_EXERCISE GOAL_:
Pull out each line of the material below that contains the string "white", and list those lines in the order they appear.

Position identification records
········

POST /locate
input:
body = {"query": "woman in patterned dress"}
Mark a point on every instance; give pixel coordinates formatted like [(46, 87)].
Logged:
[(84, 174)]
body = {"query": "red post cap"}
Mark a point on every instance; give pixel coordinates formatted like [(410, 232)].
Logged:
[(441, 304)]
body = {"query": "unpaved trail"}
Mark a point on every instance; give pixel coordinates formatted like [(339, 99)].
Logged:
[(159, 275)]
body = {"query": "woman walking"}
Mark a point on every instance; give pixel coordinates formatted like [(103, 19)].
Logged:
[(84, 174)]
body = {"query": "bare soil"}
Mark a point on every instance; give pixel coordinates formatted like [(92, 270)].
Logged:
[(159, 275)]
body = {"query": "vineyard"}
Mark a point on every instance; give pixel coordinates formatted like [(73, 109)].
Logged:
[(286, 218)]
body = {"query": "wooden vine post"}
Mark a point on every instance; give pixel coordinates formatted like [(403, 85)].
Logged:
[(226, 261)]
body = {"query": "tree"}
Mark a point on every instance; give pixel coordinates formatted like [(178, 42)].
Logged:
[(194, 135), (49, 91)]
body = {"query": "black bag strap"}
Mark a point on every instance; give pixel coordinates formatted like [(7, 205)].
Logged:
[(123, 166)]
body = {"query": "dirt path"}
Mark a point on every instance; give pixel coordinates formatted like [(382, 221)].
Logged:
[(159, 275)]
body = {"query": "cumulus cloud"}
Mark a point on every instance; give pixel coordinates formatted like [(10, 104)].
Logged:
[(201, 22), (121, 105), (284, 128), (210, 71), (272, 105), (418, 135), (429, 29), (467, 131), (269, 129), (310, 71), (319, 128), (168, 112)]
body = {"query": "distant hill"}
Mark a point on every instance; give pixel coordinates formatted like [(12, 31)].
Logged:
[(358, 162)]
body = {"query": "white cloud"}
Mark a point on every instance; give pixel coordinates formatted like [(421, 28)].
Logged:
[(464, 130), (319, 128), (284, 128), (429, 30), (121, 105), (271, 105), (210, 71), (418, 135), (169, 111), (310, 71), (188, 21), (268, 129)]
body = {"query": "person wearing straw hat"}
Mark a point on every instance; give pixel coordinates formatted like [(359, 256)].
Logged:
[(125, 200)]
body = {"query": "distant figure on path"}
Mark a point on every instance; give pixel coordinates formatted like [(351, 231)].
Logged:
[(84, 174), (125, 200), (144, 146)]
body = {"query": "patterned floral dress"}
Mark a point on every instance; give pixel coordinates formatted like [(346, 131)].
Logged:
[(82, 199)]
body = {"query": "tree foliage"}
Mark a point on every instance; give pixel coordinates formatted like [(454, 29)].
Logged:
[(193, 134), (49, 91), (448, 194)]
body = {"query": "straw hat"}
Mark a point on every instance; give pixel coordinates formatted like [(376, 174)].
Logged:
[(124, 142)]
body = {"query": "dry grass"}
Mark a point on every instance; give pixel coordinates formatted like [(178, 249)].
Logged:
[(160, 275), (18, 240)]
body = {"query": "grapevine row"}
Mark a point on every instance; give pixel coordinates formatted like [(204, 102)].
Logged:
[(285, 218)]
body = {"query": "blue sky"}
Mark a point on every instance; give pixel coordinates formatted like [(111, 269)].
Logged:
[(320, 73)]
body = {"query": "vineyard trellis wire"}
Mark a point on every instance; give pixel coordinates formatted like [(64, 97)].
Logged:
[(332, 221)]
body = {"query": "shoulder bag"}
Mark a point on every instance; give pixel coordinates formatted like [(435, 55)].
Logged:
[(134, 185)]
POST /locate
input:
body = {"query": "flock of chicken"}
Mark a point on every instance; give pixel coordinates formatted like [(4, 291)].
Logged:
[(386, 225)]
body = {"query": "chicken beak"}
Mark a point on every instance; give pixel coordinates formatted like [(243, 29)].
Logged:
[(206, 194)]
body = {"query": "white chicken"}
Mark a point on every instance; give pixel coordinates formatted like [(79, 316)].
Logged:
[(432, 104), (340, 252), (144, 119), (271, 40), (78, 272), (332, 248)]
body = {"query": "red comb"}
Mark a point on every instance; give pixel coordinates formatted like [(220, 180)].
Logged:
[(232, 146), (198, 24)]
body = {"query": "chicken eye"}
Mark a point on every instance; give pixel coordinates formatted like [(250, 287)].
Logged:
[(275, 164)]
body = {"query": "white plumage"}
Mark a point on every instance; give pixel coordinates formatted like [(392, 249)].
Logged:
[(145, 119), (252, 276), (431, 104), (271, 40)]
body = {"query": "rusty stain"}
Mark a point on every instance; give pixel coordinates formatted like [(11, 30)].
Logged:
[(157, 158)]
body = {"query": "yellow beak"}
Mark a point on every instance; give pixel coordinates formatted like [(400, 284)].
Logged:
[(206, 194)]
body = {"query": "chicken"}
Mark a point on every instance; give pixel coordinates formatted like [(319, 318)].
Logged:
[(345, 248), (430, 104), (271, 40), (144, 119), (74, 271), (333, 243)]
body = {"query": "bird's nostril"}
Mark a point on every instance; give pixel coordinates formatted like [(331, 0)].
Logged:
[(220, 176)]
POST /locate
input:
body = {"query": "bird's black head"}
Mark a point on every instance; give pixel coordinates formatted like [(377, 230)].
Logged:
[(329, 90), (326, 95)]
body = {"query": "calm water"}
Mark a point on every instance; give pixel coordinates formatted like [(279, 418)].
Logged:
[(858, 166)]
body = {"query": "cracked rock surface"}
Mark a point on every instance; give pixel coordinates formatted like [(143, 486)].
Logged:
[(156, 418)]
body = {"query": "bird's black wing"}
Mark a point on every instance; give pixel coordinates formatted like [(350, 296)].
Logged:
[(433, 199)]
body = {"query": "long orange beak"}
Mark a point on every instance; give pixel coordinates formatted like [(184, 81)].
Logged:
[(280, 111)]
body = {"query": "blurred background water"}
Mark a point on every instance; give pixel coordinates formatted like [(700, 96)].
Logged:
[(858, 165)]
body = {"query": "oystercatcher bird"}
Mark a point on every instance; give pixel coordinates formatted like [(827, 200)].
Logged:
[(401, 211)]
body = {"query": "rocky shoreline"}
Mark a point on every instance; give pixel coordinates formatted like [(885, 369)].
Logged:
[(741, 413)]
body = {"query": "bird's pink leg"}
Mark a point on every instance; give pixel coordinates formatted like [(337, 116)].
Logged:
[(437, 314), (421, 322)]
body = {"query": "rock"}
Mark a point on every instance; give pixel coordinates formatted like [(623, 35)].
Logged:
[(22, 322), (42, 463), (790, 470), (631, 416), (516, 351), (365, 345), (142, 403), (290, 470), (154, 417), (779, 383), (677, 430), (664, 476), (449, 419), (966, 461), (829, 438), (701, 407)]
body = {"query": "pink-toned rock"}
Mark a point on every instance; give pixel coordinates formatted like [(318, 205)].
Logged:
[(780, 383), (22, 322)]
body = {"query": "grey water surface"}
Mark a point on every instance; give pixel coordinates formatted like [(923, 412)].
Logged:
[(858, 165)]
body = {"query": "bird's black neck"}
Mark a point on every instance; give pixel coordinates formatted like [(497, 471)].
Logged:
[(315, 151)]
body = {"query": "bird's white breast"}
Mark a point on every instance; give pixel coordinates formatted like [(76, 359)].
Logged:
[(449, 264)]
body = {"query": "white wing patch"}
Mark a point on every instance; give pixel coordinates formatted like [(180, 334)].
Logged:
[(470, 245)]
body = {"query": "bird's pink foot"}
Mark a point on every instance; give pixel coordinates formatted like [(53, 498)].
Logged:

········

_SOLVED EXERCISE_:
body = {"query": "white cloud"}
body = {"query": "white chicken"}
body = {"query": "white plumage"}
body = {"query": "bird's white breast"}
body = {"query": "white wing patch"}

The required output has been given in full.